What the task asks
Recast everything from the start of the records down to the line containing "760L455 724L432 712L385", inclusive, as a JSON list of strings with one string per line and no blank lines. Leave the pictures out of the answer.

Data extracts
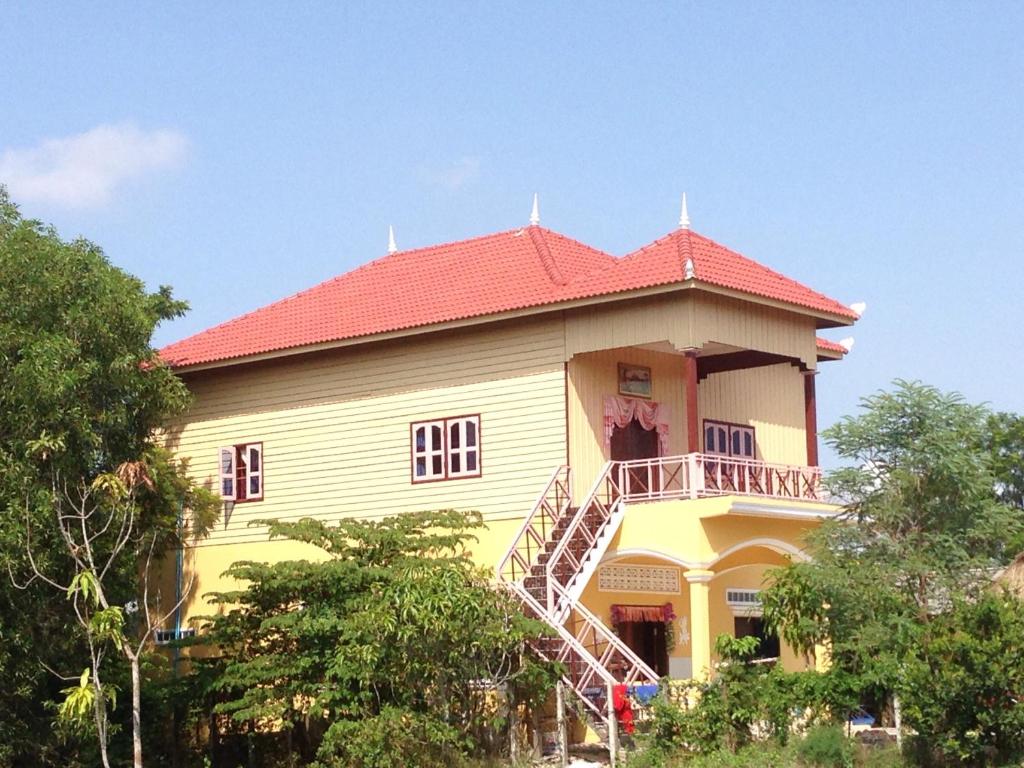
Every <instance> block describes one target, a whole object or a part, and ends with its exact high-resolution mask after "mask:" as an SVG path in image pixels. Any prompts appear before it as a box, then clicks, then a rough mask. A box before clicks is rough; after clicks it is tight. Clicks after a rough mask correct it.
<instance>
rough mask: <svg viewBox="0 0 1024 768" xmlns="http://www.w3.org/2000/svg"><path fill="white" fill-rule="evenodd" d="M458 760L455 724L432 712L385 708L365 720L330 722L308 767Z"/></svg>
mask: <svg viewBox="0 0 1024 768" xmlns="http://www.w3.org/2000/svg"><path fill="white" fill-rule="evenodd" d="M461 763H462V756H461V754H460V750H459V732H458V731H457V730H456V729H455V728H453V727H451V726H447V725H445V724H444V723H443V722H441V721H440V720H439V719H437V718H435V717H430V716H428V715H421V714H419V713H416V712H410V711H409V710H400V709H395V708H386V709H384V710H382V711H381V713H380V714H379V715H376V716H374V717H368V718H366V719H365V720H340V721H338V722H336V723H334V725H332V726H331V727H330V728H329V729H328V731H327V733H326V734H325V735H324V741H323V742H322V743H321V748H319V751H318V752H317V753H316V762H315V763H314V764H313V768H449V767H450V766H456V765H460V764H461Z"/></svg>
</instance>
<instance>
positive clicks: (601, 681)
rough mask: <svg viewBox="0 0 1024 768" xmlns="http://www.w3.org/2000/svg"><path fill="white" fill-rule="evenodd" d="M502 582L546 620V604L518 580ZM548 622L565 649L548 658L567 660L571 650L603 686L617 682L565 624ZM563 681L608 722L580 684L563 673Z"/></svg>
mask: <svg viewBox="0 0 1024 768" xmlns="http://www.w3.org/2000/svg"><path fill="white" fill-rule="evenodd" d="M501 584H503V585H504V586H505V588H506V589H508V590H509V591H510V592H512V593H513V594H514V595H515V596H516V597H518V598H519V599H520V600H521V601H522V602H523V603H524V604H525V605H526V607H527V608H529V609H530V610H531V611H532V612H534V613H535V615H536V616H537V617H538V618H540V620H541V621H545V620H546V617H547V611H546V610H545V608H544V606H543V605H541V603H540V602H539V601H538V600H537V598H535V597H534V596H532V595H531V594H529V592H528V591H527V590H525V589H523V588H522V586H521V585H520V584H518V583H517V582H504V581H503V582H501ZM546 624H548V626H549V627H551V629H553V630H554V631H555V633H556V634H557V635H558V639H559V640H561V641H562V643H563V644H564V645H563V651H562V652H561V653H558V654H557V655H556V656H555V657H554V658H551V659H548V660H555V662H563V660H565V656H566V655H567V653H566V651H571V652H573V653H574V654H575V655H577V657H578V658H579V659H580V660H581V662H583V663H585V664H586V665H587V666H588V668H590V672H591V675H592V676H593V677H597V678H599V679H600V681H601V685H602V687H603V686H607V685H608V684H611V685H614V684H615V683H616V681H615V678H614V677H613V676H612V675H611V673H610V672H608V671H607V670H606V669H605V668H604V667H602V666H601V664H600V663H599V662H598V660H597V659H596V658H594V656H593V655H592V654H591V653H590V652H589V651H588V650H587V649H586V648H585V647H584V646H583V645H582V644H581V643H580V641H579V640H578V639H577V638H575V636H573V635H572V633H571V632H569V631H568V630H566V629H565V627H564V626H562V625H560V624H552V623H548V622H546ZM535 650H537V652H538V653H540V654H541V655H542V656H544V655H545V654H544V652H543V651H541V650H540V649H535ZM562 682H564V683H565V684H566V685H567V686H568V688H569V690H571V691H573V692H574V693H575V694H577V698H579V699H580V701H582V702H583V703H584V706H586V707H587V708H588V709H589V710H590V711H591V714H593V715H594V716H596V717H597V718H599V719H600V720H601V721H602V722H604V723H605V724H607V713H605V712H602V711H601V709H600V708H599V707H597V705H595V703H594V702H593V701H592V700H591V699H590V698H588V697H587V696H585V695H583V692H582V690H578V686H577V685H575V684H574V683H573V682H572V680H571V679H570V678H569V677H568V676H567V675H562Z"/></svg>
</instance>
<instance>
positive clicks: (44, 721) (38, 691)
mask: <svg viewBox="0 0 1024 768" xmlns="http://www.w3.org/2000/svg"><path fill="white" fill-rule="evenodd" d="M0 274H2V275H3V279H2V280H0V425H2V426H0V559H2V563H0V572H2V573H3V574H4V577H3V579H0V679H2V680H3V681H4V703H3V707H0V765H9V764H18V765H39V766H46V765H59V766H76V765H80V764H84V765H96V764H98V762H99V761H98V759H97V756H96V755H95V753H94V744H90V743H88V742H87V741H84V740H82V739H80V738H77V737H70V738H67V739H61V738H60V737H59V734H56V733H54V729H53V719H54V713H55V712H56V711H57V706H56V703H55V702H56V701H58V700H61V699H62V700H65V701H67V698H66V694H65V693H63V691H62V683H61V682H60V680H59V678H57V677H56V676H54V675H53V674H52V673H51V672H49V671H48V670H47V668H50V669H53V670H56V671H58V672H60V673H62V674H69V673H72V672H73V671H74V670H75V669H81V667H82V663H83V662H84V660H85V659H86V658H87V657H88V652H87V648H86V644H85V631H84V630H83V629H82V628H79V627H78V626H77V620H76V616H75V612H74V608H75V603H76V599H75V596H76V595H77V596H78V598H79V599H84V600H85V603H83V604H88V603H90V602H92V601H94V598H95V590H94V589H92V587H95V585H94V584H93V585H89V584H87V583H84V582H81V581H80V582H79V583H78V584H76V585H74V590H73V595H72V596H71V599H70V600H67V601H65V600H54V599H53V593H52V592H51V591H50V588H49V587H47V586H46V585H44V584H43V583H42V582H41V581H40V580H38V579H37V580H35V581H34V582H32V583H31V584H30V585H29V586H28V588H27V589H16V588H15V587H14V586H13V585H12V584H11V581H10V579H9V578H8V575H7V574H8V572H11V573H13V574H14V575H15V578H16V579H17V581H18V582H19V583H24V582H26V581H28V580H29V579H30V578H31V574H32V568H31V567H30V563H29V562H28V559H27V554H26V552H27V546H28V545H30V544H31V546H32V550H33V553H34V557H35V561H36V564H37V565H38V566H39V569H40V570H41V571H43V572H45V573H46V574H48V577H49V578H51V579H52V580H54V581H55V582H56V583H58V584H62V585H68V584H70V583H71V581H72V579H73V578H74V577H75V575H76V569H75V568H74V567H73V566H72V564H71V561H70V558H69V557H68V552H67V547H66V544H65V542H63V541H62V540H61V538H60V536H59V535H58V532H57V529H56V525H55V524H54V520H55V514H56V510H55V507H54V493H53V492H54V487H61V486H62V485H63V484H65V483H68V484H70V485H72V486H84V487H89V486H90V485H92V483H93V482H94V481H95V480H96V479H97V478H98V477H104V476H105V477H106V478H108V479H105V480H101V481H100V483H99V486H97V488H96V492H95V493H96V494H97V496H101V497H103V498H104V499H106V500H109V499H110V497H109V492H110V490H112V489H117V488H116V483H114V482H113V480H112V479H111V478H112V477H113V474H112V473H114V472H115V471H116V470H117V468H118V467H119V466H121V465H122V464H124V463H125V462H137V461H143V462H145V463H146V464H147V465H151V469H150V474H151V477H152V478H153V479H154V485H153V487H152V488H148V487H147V488H145V489H143V490H142V492H141V493H139V494H138V495H137V496H136V499H135V505H136V506H135V509H134V513H135V514H136V520H137V525H136V526H135V527H134V528H133V530H134V531H135V535H136V536H135V538H134V539H133V543H132V545H133V546H131V547H129V548H128V549H127V550H126V551H125V552H123V553H122V555H121V557H120V558H119V560H118V562H117V565H116V566H115V567H113V568H111V569H110V570H109V571H106V572H105V573H104V577H103V589H104V592H105V594H106V595H108V597H109V598H110V600H111V602H112V604H117V605H122V604H124V603H125V602H127V601H128V600H131V599H133V598H134V597H135V596H136V594H137V589H136V582H137V577H138V560H137V555H138V550H139V546H140V541H141V539H142V538H144V537H148V536H153V535H157V534H158V531H163V534H160V535H159V538H160V546H173V544H174V543H175V542H176V538H175V532H174V531H175V529H176V517H177V510H178V504H179V502H180V501H181V500H184V502H185V505H186V508H187V509H193V510H196V511H197V515H198V518H197V519H198V520H200V521H203V522H205V523H206V524H208V521H209V518H210V515H211V513H212V510H211V501H212V497H211V495H209V494H206V493H205V492H203V490H202V489H193V488H190V487H189V485H190V483H189V482H188V480H187V478H186V477H185V475H184V473H183V471H182V470H183V467H182V466H181V464H180V463H178V462H173V461H171V460H170V459H169V456H168V455H167V454H166V452H162V451H161V450H159V449H157V447H156V446H154V445H153V444H152V442H151V441H152V435H153V434H154V430H155V429H157V428H159V427H161V426H162V425H163V424H164V423H166V420H167V418H168V417H170V416H172V415H174V414H177V413H180V412H181V410H182V409H183V408H184V407H185V406H186V404H187V401H188V394H187V391H186V389H185V387H184V385H183V384H182V383H181V382H180V381H179V380H178V379H177V378H176V377H174V375H173V374H172V373H171V372H170V371H169V370H168V369H167V367H166V366H164V365H162V364H161V362H160V360H159V359H158V358H157V356H156V352H155V351H154V349H153V347H152V346H151V343H150V342H151V338H152V335H153V331H154V329H155V328H156V326H157V325H158V324H159V323H161V322H163V321H165V319H169V318H171V317H175V316H177V315H179V314H180V313H181V312H182V311H183V310H184V308H185V305H184V304H183V303H181V302H179V301H176V300H175V299H173V297H172V296H171V293H170V291H169V289H166V288H161V289H160V290H159V291H157V292H156V293H147V292H146V291H145V288H144V286H143V285H142V283H141V282H140V281H139V280H137V279H136V278H133V276H132V275H130V274H128V273H126V272H124V271H123V270H121V269H118V268H117V267H115V266H113V265H112V264H111V263H110V262H109V261H108V259H106V258H105V256H104V255H103V253H102V252H101V251H100V249H99V248H97V247H96V246H94V245H92V244H91V243H88V242H86V241H84V240H76V241H74V242H67V241H63V240H61V239H60V238H59V236H58V234H57V232H56V231H54V230H53V229H52V228H51V227H47V226H44V225H42V224H40V223H39V222H37V221H31V220H26V219H23V218H22V217H20V215H19V214H18V211H17V209H16V208H15V207H14V205H13V204H11V203H10V201H9V199H8V198H7V195H6V193H5V191H4V190H3V188H2V187H0ZM185 488H188V489H187V490H186V492H185V493H181V492H182V490H184V489H185ZM172 499H173V501H172ZM30 524H31V528H30ZM114 529H117V528H116V526H114ZM30 531H31V537H30ZM136 545H139V546H136ZM102 546H103V545H102V542H97V548H98V550H99V552H98V554H100V555H102V554H105V552H103V551H102ZM88 578H89V577H83V579H88ZM27 617H31V621H27ZM97 621H98V622H99V623H100V624H99V625H98V626H97V629H100V631H102V632H108V631H109V632H111V633H113V634H112V635H111V637H116V636H117V633H115V632H114V630H115V625H116V622H117V618H116V617H115V615H114V613H106V614H104V615H102V616H100V617H99V618H98V620H97ZM112 662H113V663H114V664H115V666H114V667H112V668H111V669H110V671H109V673H108V674H106V675H105V678H106V683H104V684H113V685H120V684H121V683H123V682H124V677H125V674H124V673H125V671H124V670H123V669H121V668H120V667H118V666H116V665H117V663H118V662H117V658H116V656H111V657H109V658H108V662H106V663H108V664H111V663H112ZM69 667H71V668H72V669H69ZM76 695H77V696H78V697H80V701H81V700H84V699H81V696H84V695H86V694H85V693H77V694H76ZM80 701H79V702H80ZM75 706H78V705H75ZM120 716H121V717H124V714H123V713H122V714H121V715H120ZM113 730H115V731H116V730H117V724H115V726H114V728H113Z"/></svg>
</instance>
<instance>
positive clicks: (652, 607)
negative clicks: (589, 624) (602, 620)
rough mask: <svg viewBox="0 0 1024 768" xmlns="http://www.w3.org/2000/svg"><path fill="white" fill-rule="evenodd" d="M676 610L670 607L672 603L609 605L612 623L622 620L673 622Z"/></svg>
mask: <svg viewBox="0 0 1024 768" xmlns="http://www.w3.org/2000/svg"><path fill="white" fill-rule="evenodd" d="M675 618H676V612H675V611H674V610H673V608H672V603H666V604H665V605H620V604H618V603H615V604H613V605H612V606H611V623H612V624H613V625H617V624H623V623H624V622H664V623H669V622H673V621H675Z"/></svg>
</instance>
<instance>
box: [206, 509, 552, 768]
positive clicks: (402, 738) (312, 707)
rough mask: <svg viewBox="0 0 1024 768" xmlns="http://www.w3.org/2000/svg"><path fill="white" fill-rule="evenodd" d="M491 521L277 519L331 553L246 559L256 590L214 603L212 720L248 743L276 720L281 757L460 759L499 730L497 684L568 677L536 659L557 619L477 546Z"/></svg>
mask: <svg viewBox="0 0 1024 768" xmlns="http://www.w3.org/2000/svg"><path fill="white" fill-rule="evenodd" d="M479 524H480V523H479V518H478V516H467V515H464V514H461V513H457V512H453V511H442V512H430V513H416V514H402V515H396V516H391V517H387V518H385V519H383V520H381V521H379V522H374V521H366V520H353V519H346V520H342V521H340V522H339V523H338V524H337V525H329V524H327V523H325V522H323V521H314V520H308V519H307V520H302V521H300V522H296V523H279V522H271V523H270V528H269V529H270V535H271V537H274V538H281V537H286V538H288V539H292V540H294V541H299V542H303V543H306V544H309V545H312V546H313V547H315V548H317V549H318V550H319V557H318V558H317V559H310V560H297V561H286V562H278V563H273V564H265V563H254V562H239V563H236V564H234V565H232V566H231V568H230V569H229V571H228V574H229V575H231V577H233V578H234V579H238V580H241V581H242V583H243V584H245V585H246V586H245V588H244V589H241V590H238V591H233V592H226V593H217V594H215V595H213V596H212V601H213V603H214V604H216V605H219V606H221V611H220V612H219V613H218V614H217V615H215V616H211V617H210V618H209V624H208V625H207V626H206V628H205V629H204V630H203V631H202V632H201V636H200V637H199V638H198V639H197V642H200V643H203V644H204V645H205V646H207V647H215V648H217V649H219V655H218V656H217V657H215V658H213V659H206V660H203V659H197V662H196V664H197V666H198V667H199V668H200V669H199V670H198V671H197V677H196V681H197V683H198V684H199V687H200V690H199V691H198V693H197V694H195V698H196V699H203V698H205V699H206V700H207V701H209V702H210V703H209V705H208V709H207V710H206V711H205V712H204V713H203V715H204V716H209V715H211V714H212V715H213V716H214V717H216V716H217V715H218V714H219V715H221V716H226V717H228V718H229V722H230V723H231V726H230V727H231V728H233V730H234V731H236V732H237V733H241V734H246V735H247V737H249V738H254V737H256V736H259V735H260V733H259V731H260V725H259V724H263V730H264V731H265V730H266V725H265V724H268V723H273V724H275V725H274V727H273V728H272V730H273V731H274V732H275V733H276V734H278V735H279V736H280V741H279V746H280V748H282V749H283V750H284V751H286V752H288V753H289V754H291V753H292V752H293V751H297V752H298V753H300V754H302V755H303V756H304V757H305V759H307V760H309V759H313V758H314V756H315V757H316V758H317V759H318V761H319V764H321V765H323V766H342V765H344V766H365V767H366V768H371V767H375V768H383V767H384V766H392V765H393V766H399V765H418V766H427V765H439V766H440V765H452V764H455V763H456V762H458V760H459V758H460V755H461V753H462V752H463V751H464V750H466V749H468V748H470V746H472V745H477V746H479V745H481V744H482V743H483V742H484V741H485V740H486V738H485V734H486V731H487V730H488V729H489V728H490V726H493V725H494V724H495V723H494V718H495V717H496V716H497V715H498V714H499V713H498V711H496V710H495V709H494V706H493V705H494V699H493V697H492V693H488V691H495V690H504V691H505V692H506V694H507V695H508V696H509V697H510V698H511V699H512V701H513V703H514V702H516V701H523V700H528V699H530V698H532V697H536V696H537V695H538V694H539V693H540V692H543V691H544V690H545V689H546V688H547V687H548V686H550V685H553V683H554V679H553V676H552V671H551V670H550V669H549V668H548V667H547V666H546V665H542V664H541V663H540V662H538V660H535V659H534V658H532V657H531V656H530V655H529V653H528V652H527V651H526V642H527V640H529V639H530V638H536V637H539V636H541V635H542V634H544V632H545V630H544V628H543V626H542V625H540V624H538V623H536V622H534V621H531V620H528V618H526V617H525V616H524V615H523V614H522V612H521V610H520V606H519V605H517V604H516V602H515V601H514V599H513V598H512V597H511V596H510V595H508V594H506V593H504V592H499V591H497V590H496V588H495V587H494V586H493V585H492V584H490V583H489V580H488V578H487V574H486V573H484V572H482V571H479V570H478V569H477V568H476V567H475V566H473V565H472V562H471V560H470V559H469V558H468V557H467V556H466V555H465V553H464V552H463V550H464V548H465V546H466V543H467V542H468V541H470V540H471V534H472V530H473V528H475V527H477V526H478V525H479ZM313 552H314V550H311V555H312V554H313ZM204 667H205V668H206V669H203V668H204ZM264 735H265V734H264Z"/></svg>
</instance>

Output of the exercise
[
  "Every <instance> block describes one target, a whole object or a part, and ends with its exact high-resolution mask after \"mask:\" as an SVG path in image pixels. Any prompts appear before it as a box, then clicks, then a rough mask. A box before clicks is rough; after clicks it is tight. Clicks after a rough mask correct it.",
  "<instance>",
  "rough mask: <svg viewBox=\"0 0 1024 768\" xmlns=\"http://www.w3.org/2000/svg\"><path fill=\"white\" fill-rule=\"evenodd\" d=\"M458 760L455 724L432 712L385 708L365 720L330 722L308 767Z\"/></svg>"
]